*Work order:* With no line omitted, restate the records below exactly as they appear.

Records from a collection
________

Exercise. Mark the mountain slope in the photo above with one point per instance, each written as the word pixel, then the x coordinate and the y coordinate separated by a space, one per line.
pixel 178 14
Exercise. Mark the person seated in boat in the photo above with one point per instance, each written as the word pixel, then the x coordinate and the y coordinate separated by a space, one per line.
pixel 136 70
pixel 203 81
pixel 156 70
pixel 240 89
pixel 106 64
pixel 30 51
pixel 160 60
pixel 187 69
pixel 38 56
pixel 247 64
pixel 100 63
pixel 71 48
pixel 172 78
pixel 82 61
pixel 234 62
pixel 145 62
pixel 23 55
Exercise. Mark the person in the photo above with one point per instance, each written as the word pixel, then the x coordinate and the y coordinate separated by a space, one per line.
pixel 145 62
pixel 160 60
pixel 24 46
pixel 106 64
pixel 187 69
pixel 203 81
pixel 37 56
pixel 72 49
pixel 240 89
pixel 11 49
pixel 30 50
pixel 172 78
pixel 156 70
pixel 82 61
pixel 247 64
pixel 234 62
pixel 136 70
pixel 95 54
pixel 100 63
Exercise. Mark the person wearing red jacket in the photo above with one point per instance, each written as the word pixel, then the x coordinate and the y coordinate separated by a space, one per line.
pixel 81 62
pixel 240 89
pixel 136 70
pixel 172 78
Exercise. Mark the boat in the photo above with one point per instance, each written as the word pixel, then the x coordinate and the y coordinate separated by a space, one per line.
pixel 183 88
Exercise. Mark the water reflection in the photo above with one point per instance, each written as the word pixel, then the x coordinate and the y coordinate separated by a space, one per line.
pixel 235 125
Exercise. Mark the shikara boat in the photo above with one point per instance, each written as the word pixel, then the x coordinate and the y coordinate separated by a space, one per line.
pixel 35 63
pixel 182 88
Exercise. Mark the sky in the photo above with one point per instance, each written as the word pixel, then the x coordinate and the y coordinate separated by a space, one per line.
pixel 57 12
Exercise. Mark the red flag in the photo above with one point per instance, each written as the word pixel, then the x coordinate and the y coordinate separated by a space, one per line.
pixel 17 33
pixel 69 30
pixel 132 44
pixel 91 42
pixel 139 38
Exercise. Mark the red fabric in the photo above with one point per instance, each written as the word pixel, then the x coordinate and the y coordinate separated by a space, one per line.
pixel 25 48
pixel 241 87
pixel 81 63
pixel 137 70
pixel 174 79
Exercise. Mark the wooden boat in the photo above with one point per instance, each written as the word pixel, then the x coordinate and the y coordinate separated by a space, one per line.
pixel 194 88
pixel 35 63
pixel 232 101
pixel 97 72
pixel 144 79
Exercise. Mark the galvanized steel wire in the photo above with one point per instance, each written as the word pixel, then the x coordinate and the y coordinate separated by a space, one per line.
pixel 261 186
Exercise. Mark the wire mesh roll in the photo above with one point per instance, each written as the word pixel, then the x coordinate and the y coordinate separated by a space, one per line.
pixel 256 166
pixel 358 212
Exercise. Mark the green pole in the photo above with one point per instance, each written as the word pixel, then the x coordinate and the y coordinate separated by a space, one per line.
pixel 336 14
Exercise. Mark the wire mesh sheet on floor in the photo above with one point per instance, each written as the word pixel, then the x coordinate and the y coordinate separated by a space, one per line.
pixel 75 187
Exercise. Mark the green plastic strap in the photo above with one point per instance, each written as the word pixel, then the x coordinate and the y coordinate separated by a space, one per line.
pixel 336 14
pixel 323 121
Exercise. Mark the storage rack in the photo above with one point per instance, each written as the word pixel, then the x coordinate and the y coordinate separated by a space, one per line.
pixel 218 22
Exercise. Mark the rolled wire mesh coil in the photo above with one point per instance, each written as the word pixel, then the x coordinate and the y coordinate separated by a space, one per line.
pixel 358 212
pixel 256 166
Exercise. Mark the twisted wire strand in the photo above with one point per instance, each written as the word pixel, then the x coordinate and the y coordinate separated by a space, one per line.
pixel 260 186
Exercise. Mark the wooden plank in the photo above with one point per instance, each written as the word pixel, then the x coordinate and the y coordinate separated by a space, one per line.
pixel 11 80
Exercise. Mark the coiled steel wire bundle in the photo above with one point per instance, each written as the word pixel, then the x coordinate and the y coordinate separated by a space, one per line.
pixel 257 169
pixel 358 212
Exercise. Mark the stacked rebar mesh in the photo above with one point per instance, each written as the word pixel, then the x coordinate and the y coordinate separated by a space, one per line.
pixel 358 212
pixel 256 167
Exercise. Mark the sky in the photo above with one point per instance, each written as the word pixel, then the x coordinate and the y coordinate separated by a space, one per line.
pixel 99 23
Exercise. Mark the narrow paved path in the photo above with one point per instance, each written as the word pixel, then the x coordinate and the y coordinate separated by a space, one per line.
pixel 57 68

________

*Task result:*
Exercise. Mark the mountain slope in the photo above with one point per instance, each written as the word pixel, then the x coordinate and the y coordinate separated by a space, one per line.
pixel 178 14
Exercise. Mark the person seated in boat in the photo above with one point per instance, each written as the word pixel, then the x coordinate and the y coordinate separated by a space, one per line.
pixel 136 70
pixel 203 81
pixel 156 70
pixel 240 89
pixel 106 64
pixel 30 51
pixel 160 60
pixel 187 69
pixel 38 56
pixel 247 64
pixel 100 63
pixel 71 48
pixel 172 78
pixel 82 61
pixel 234 62
pixel 145 62
pixel 23 55
Exercise. Mark the person in the photo above with one point per instance, each written as the word pixel, then the x coordinate and the y coordinate separated by a space, one per line.
pixel 145 62
pixel 160 60
pixel 24 46
pixel 106 64
pixel 187 69
pixel 203 81
pixel 37 56
pixel 72 49
pixel 240 89
pixel 11 49
pixel 30 50
pixel 172 78
pixel 156 70
pixel 82 61
pixel 247 64
pixel 234 62
pixel 136 70
pixel 95 54
pixel 100 63
Exercise. Mark the person wearing red jacket in the photo above with one point per instance, each written as the word pixel, then the x coordinate and the y coordinate separated by a space, one per line.
pixel 81 62
pixel 240 89
pixel 136 70
pixel 172 78
Exercise. Mark the boat in the photo above with one point per instance, each written as the word pixel, then the x coordinate and the y coordinate separated by a space, one per line.
pixel 183 88
Exercise. Mark the water reflection in the photo above with one point per instance, each written as the word pixel, then the x coordinate and the y coordinate separated by a space, one per line.
pixel 235 125
Exercise. Mark the shikara boat in the photo above with one point per instance, each written as the word pixel, then the x coordinate and the y coordinate separated by a space, one per line.
pixel 35 63
pixel 182 88
Exercise. Mark the sky in the photo above with one point per instance, each written as the word pixel, then the x coordinate and the y coordinate separated by a space, one per line.
pixel 57 12
Exercise. Mark the red flag in the photo above with one point per instance, each written as the word pixel, then the x coordinate and the y coordinate separated by a space, one per line.
pixel 17 33
pixel 69 30
pixel 132 44
pixel 91 42
pixel 139 38
Exercise. Mark the red fabric in the photo above with one point per instance, each written as the word pixel, then the x coordinate and the y coordinate separated by a space, one per line.
pixel 25 48
pixel 241 87
pixel 81 63
pixel 137 70
pixel 174 79
Exercise. Mark the wooden boat in the photo above with one point per instance, each written as the word pixel, then the x coordinate and the y coordinate separated by a space, one per line.
pixel 194 88
pixel 35 63
pixel 232 101
pixel 97 72
pixel 144 79
Exercise. Mark the galvanized steel wire in the photo above with one point per instance, each written as the word pixel, then the x coordinate and the y coordinate separated by a space, one per line.
pixel 261 186
Exercise. Mark the wire mesh roll in the photo above with one point per instance, each written as the word pixel, then the x coordinate and the y coordinate separated by a space, one per line.
pixel 256 166
pixel 358 212
Exercise. Mark the green pole in the photo above with one point per instance, each written as the word pixel, then the x coordinate and the y coordinate separated by a space, one per line.
pixel 336 14
Exercise. Mark the wire mesh sheet on floor in the photo above with one point per instance, each written as the word pixel, then the x coordinate and the y coordinate separated by a space, one per line.
pixel 75 187
Exercise. Mark the green plastic strap in the photo above with one point per instance, each written as the word pixel, then the x coordinate and the y coordinate separated by a space, one per line.
pixel 336 14
pixel 323 121
Exercise. Mark the storage rack in the photo above with one point per instance, each written as the word pixel, then the x coordinate and the y coordinate separated by a space, one per line.
pixel 218 22
Exercise. Mark the rolled wire mesh coil in the photo above with one point per instance, each written as the word pixel, then the x coordinate and the y coordinate separated by a space, one per line.
pixel 358 212
pixel 256 166
Exercise. Mark the twisted wire strand in the photo above with one point per instance, each written as the word pixel, then the x coordinate and the y coordinate separated by a space, one per line.
pixel 260 186
Exercise. Mark the wooden plank in the photo above with one point per instance, each written as the word pixel, then the x coordinate and the y coordinate separated by a space, one per line.
pixel 11 80
Exercise. Mark the coiled steel wire bundle in the photo above with one point per instance, each written as the word pixel, then the x coordinate and the y coordinate separated by a space, one per line.
pixel 257 169
pixel 358 212
Exercise. Mark the stacked rebar mesh in the photo above with one point per instance, each written as the word pixel, then the x coordinate and the y coordinate separated by a space, one per line.
pixel 358 212
pixel 256 167
Exercise. Mark the sky in the photo above with one point per instance, each written as the word pixel, then the x coordinate and the y coordinate separated by a space, one per line.
pixel 99 23
Exercise. Mark the narrow paved path in the photo above with one point per instance, each written as the word pixel, then the x coordinate and the y coordinate separated by a space, one per line.
pixel 57 68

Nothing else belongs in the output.